[[ Source extract, beginning ]]
AGC of America has submitted comments to the U.S. Department of Labor’s Wage and Hour Division (WHD) asking the agency to clarify its proposed rule implementing Executive Order 13658 (EO), which establishes a minimum wage of $10.10 per hour for direct federal contractors and subcontractors. The new minimum wage impacts covered contracts entered into on or after January 1, 2015. Federally assisted contractors are not affected. The order also mandates that the Secretary of Labor determine a new minimum wage for federal contractors in 2016, and each year thereafter, based on the annual percentage increase in the Consumer Price Index for urban wage and clerical workers.

The proposed regulations cover workers whose wages are governed by the Davis-Bacon Act and the Service Contract Act. The rule would also cover other workers whose wages are governed by the Fair Labor Standards Act (FLSA) for all time spent directly supporting a covered contract. This includes workers who are non-exempt under the FLSA, are not laborers or mechanics as defined by the Davis-Bacon Act, and may or may not work on the site of the covered project. It includes a broad contract clause flow-down requirement and a broad debarment.
[[ Source extract, end ]]
[[ Source data, beginning ]]
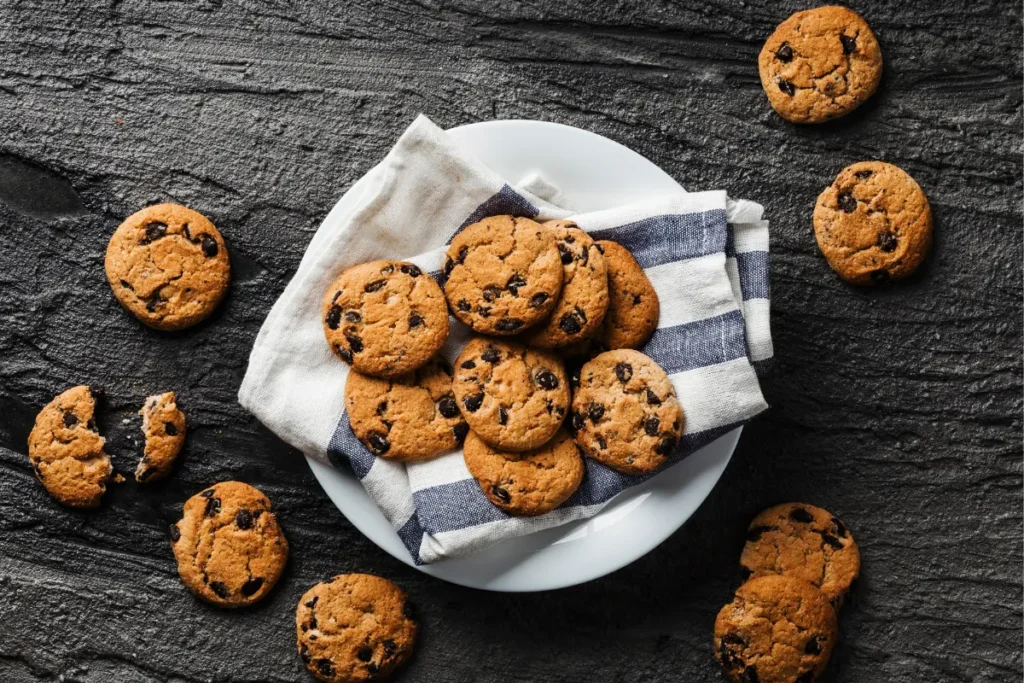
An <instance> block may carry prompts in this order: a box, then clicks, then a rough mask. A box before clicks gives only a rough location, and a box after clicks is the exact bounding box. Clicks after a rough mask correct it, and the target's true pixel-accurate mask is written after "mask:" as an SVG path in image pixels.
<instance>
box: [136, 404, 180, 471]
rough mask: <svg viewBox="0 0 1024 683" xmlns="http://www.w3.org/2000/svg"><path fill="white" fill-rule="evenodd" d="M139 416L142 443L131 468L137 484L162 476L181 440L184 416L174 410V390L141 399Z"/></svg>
mask: <svg viewBox="0 0 1024 683" xmlns="http://www.w3.org/2000/svg"><path fill="white" fill-rule="evenodd" d="M138 414H139V415H141V416H142V434H143V435H144V436H145V446H144V451H143V455H142V459H141V460H140V461H139V462H138V467H136V468H135V480H136V481H138V482H139V483H142V482H146V481H157V480H158V479H163V478H164V477H166V476H167V475H168V474H169V473H170V471H171V466H172V465H174V460H175V459H176V458H177V457H178V454H179V453H181V446H182V445H184V442H185V416H184V413H182V412H181V411H180V410H179V409H178V404H177V402H176V400H175V396H174V392H173V391H168V392H167V393H161V394H157V395H154V396H150V397H148V398H146V399H145V403H143V404H142V409H141V410H140V411H139V412H138Z"/></svg>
[[ Source data, end ]]
**Work item A:** In the article on the federal contractor minimum wage rule, which index sets the yearly minimum wage from 2016 on?
**Work item B:** Carry on the article about the federal contractor minimum wage rule, picking up right after its last sentence.

**Task output A:** The Consumer Price Index for urban wage and clerical workers, based on its annual percentage increase.

**Task output B:**
AGC’s comments urge WHD to:

  • Provide additional clarification and examples of covered contracts and contract-like instruments, including explicit exclusion of subcontracts for materials supplied to construction contractors;
  • Provide additional clarification and examples of covered workers and covered work, including the application of a 20 percent de minimis rule for workers who are not covered by the Davis-Bacon Act;
  • Institute a safe harbor for compliant prime contractors and higher-tier subcontractors instead of holding such contractors responsible for all lower-tier subcontractor violations;
  • Freeze wage rate mandates for the duration of multi-year contracts, or, at the very least, include an adjustments clause in contracts for minimum wage increases;
  • Add outreach efforts to notify contractors of minimum wage increases to the passive notice methods proposed;
  • Clarify how the EO applies to “indefinite delivery, indefinite quantity” contracts; and
  • Restrict use of the debarment process to contractors that willfully or recklessly violate the law.

The EO instructs the Secretary of Labor to issue final regulations by Oct. 1, 2014. AGC will continue to monitor for any new developments and will notify members once final regulations are issued.